Dataset:
——

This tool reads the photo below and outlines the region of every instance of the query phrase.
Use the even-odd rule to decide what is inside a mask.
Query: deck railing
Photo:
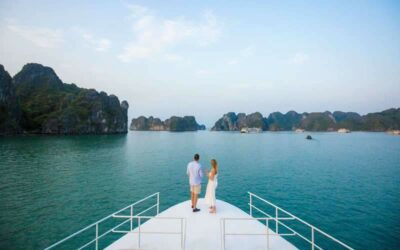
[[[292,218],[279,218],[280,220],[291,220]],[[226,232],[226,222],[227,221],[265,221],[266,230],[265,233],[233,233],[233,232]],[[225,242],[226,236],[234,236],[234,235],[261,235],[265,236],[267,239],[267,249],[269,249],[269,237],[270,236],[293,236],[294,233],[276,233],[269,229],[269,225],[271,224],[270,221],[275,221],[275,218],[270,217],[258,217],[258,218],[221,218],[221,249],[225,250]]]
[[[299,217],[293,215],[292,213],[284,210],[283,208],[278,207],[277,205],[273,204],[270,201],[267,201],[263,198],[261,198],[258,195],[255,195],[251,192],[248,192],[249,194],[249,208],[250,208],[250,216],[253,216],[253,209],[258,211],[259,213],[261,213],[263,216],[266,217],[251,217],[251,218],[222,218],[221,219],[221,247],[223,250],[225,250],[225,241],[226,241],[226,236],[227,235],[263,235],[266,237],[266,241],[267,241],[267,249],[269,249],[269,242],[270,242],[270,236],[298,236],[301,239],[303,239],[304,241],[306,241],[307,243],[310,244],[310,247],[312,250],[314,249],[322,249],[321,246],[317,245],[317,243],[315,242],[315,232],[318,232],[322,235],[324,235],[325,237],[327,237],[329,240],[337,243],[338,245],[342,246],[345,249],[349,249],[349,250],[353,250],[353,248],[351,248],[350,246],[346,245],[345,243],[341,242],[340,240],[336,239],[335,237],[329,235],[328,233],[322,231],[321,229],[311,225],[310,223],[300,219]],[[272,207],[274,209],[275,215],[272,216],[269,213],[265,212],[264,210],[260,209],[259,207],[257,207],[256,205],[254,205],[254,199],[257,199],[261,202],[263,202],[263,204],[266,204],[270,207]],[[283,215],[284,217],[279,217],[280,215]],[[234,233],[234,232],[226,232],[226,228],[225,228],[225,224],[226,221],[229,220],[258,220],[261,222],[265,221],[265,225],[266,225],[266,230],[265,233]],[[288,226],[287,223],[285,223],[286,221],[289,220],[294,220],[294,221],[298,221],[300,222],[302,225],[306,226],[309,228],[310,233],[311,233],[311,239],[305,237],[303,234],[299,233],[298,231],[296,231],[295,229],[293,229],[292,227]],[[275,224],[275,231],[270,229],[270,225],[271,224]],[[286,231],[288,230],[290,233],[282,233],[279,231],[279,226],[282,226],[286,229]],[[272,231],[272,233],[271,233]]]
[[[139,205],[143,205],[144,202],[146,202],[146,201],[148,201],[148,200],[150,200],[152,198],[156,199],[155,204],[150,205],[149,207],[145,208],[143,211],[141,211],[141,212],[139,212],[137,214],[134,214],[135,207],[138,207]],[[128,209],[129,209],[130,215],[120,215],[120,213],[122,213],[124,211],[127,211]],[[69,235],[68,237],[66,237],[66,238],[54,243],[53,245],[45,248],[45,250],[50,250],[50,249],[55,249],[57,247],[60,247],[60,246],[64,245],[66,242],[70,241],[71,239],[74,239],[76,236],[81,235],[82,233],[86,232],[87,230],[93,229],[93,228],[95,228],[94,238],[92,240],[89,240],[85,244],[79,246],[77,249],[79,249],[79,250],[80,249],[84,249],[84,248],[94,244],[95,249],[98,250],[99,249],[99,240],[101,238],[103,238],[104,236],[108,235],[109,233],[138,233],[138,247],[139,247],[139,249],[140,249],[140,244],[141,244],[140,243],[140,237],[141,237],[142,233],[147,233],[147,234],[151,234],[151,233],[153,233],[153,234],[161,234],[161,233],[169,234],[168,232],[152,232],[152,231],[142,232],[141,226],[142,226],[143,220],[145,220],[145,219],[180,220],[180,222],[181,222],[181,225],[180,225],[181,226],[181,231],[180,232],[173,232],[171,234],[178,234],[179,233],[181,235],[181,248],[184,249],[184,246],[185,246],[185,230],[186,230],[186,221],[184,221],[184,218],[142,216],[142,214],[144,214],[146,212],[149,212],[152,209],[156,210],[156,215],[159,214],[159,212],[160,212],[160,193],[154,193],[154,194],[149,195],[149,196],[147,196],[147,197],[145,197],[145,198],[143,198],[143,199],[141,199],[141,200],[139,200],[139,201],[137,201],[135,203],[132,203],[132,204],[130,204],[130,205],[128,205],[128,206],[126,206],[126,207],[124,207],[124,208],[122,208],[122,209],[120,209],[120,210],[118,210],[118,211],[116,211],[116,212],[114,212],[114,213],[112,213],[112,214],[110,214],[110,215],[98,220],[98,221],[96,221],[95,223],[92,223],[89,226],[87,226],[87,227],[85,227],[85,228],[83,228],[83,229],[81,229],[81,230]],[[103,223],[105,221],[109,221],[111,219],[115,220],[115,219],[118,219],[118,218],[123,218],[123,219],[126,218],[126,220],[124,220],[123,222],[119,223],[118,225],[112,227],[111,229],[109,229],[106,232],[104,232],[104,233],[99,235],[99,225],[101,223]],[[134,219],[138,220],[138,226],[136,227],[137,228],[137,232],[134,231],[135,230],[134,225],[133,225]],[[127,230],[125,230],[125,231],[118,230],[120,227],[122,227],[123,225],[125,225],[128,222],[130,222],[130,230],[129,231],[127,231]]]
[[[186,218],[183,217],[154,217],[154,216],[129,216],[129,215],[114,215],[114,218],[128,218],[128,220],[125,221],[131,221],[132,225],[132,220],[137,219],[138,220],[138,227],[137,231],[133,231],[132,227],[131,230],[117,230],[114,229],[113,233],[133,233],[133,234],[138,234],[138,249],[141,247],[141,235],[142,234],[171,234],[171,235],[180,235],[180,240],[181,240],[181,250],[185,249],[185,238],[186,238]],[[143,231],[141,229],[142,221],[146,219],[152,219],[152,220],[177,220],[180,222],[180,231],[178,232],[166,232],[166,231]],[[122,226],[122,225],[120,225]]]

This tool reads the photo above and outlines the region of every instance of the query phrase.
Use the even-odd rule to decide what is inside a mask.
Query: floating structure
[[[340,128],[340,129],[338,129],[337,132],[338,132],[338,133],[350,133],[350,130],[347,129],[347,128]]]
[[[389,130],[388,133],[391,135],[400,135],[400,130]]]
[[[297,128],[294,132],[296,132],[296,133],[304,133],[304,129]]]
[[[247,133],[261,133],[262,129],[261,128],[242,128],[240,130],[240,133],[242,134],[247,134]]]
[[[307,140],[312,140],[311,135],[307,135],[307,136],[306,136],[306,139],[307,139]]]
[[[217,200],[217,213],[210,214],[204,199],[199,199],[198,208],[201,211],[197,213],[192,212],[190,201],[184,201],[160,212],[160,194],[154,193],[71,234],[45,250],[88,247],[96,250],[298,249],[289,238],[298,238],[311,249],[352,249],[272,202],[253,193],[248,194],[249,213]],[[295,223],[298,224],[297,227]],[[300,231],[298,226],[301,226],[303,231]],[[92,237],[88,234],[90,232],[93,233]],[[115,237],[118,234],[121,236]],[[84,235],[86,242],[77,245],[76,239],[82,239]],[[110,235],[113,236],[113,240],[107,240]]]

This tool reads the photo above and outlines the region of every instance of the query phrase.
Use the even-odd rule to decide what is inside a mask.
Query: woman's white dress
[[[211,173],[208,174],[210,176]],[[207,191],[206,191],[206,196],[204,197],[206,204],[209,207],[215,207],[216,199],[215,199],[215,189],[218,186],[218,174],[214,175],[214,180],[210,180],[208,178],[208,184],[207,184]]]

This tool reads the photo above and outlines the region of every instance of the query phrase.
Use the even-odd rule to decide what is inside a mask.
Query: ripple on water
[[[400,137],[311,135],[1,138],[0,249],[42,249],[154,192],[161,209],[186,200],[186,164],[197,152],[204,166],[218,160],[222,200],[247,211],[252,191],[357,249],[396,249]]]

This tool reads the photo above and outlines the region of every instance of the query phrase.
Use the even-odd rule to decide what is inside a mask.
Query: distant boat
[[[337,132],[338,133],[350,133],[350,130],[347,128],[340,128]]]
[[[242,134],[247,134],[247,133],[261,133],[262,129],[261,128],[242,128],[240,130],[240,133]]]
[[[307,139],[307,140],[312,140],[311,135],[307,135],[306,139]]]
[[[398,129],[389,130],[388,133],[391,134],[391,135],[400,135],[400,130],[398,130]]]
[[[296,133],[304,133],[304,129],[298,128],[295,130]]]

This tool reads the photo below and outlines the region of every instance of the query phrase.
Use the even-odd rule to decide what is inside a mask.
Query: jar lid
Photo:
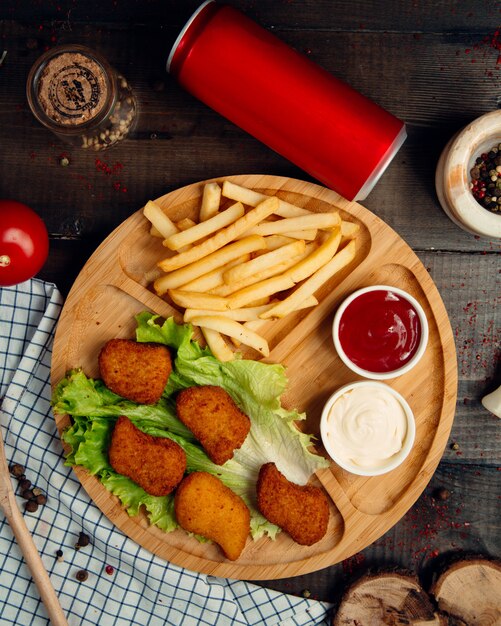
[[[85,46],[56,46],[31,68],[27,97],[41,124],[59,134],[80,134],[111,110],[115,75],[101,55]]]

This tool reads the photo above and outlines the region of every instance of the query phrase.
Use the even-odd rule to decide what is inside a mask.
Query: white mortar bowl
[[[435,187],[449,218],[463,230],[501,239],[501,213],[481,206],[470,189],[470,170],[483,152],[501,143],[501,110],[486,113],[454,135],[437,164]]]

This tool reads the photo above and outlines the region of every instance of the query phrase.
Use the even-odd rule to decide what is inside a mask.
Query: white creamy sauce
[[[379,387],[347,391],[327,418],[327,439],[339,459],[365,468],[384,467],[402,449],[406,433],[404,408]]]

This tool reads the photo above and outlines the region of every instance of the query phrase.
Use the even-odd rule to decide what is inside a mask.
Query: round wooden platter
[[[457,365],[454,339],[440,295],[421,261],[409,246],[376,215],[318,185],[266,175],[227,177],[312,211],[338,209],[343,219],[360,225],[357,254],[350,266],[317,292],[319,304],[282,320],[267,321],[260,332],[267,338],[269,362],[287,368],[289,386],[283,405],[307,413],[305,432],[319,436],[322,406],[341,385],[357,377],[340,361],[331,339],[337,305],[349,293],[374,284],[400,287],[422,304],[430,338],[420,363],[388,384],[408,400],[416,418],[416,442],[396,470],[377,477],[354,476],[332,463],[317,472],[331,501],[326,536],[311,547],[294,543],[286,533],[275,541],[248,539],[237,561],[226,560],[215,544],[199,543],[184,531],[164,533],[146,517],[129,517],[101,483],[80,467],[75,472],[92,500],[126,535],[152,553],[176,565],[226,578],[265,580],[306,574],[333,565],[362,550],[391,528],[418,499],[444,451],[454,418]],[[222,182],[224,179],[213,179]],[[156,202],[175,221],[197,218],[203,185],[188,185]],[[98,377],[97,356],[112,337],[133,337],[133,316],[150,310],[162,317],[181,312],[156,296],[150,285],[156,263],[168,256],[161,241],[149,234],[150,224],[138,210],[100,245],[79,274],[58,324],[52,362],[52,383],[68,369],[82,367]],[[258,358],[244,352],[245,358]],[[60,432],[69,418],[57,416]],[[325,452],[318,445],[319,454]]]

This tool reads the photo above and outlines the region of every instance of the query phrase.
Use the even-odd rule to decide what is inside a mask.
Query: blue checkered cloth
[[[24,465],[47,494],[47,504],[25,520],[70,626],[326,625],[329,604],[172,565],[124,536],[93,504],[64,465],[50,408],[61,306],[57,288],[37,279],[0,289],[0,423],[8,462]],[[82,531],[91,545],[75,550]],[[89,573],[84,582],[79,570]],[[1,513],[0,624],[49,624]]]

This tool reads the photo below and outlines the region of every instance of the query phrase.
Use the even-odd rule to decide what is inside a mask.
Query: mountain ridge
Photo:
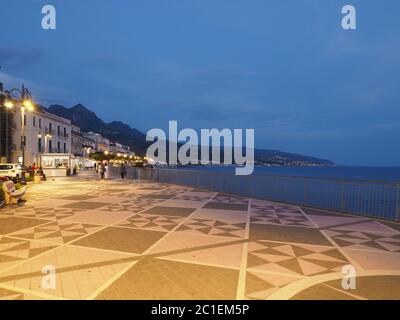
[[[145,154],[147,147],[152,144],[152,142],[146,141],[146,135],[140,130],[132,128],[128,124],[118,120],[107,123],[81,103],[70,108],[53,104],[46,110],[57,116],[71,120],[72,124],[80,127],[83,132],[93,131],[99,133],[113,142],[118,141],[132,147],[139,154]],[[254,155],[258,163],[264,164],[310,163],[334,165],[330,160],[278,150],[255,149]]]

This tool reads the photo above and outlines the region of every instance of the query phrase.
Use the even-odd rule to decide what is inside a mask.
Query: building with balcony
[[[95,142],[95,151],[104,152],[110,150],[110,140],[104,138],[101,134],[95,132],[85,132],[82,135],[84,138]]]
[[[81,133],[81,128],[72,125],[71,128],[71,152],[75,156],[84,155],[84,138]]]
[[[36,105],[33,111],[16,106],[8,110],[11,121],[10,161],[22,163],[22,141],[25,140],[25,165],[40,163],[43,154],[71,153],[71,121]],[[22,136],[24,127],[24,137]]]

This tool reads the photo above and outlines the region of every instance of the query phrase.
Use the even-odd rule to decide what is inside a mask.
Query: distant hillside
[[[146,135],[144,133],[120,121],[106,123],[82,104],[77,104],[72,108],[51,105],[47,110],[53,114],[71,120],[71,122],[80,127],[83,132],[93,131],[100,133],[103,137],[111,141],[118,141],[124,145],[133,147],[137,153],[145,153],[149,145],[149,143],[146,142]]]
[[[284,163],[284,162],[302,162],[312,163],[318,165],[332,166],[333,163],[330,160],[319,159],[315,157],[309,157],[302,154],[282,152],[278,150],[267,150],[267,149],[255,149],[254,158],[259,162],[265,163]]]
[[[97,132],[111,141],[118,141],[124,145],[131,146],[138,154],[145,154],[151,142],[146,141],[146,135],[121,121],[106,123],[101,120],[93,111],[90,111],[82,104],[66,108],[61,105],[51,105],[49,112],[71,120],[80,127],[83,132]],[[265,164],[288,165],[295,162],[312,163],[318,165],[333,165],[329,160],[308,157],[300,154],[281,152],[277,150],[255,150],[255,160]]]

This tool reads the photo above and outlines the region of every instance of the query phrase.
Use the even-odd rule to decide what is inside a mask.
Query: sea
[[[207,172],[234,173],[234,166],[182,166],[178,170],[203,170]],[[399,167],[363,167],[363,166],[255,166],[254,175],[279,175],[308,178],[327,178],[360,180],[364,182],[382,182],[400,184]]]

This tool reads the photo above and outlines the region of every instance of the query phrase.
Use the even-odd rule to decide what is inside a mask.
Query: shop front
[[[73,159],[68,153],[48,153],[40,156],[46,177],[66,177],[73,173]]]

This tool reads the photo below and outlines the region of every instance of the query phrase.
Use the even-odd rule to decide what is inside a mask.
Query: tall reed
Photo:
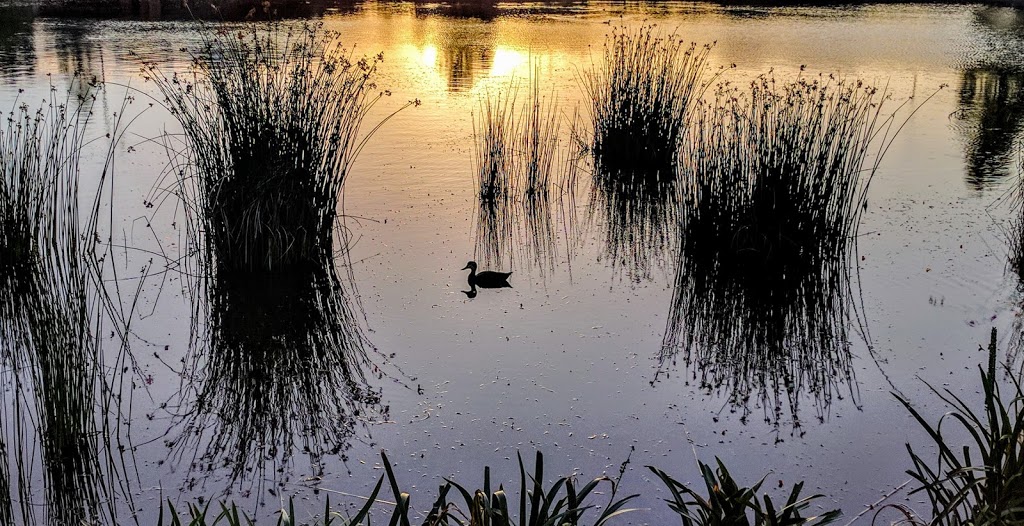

——

Your goal: Starting at the top of the data above, repeat every line exactly until the line containing "Query: deck railing" has been given, then stop.

Response to this exercise:
This tool reads the photo below and outlines the region of every instance of the query phrase.
Use the even-odd rule to decide what is inside a mask.
Query: deck railing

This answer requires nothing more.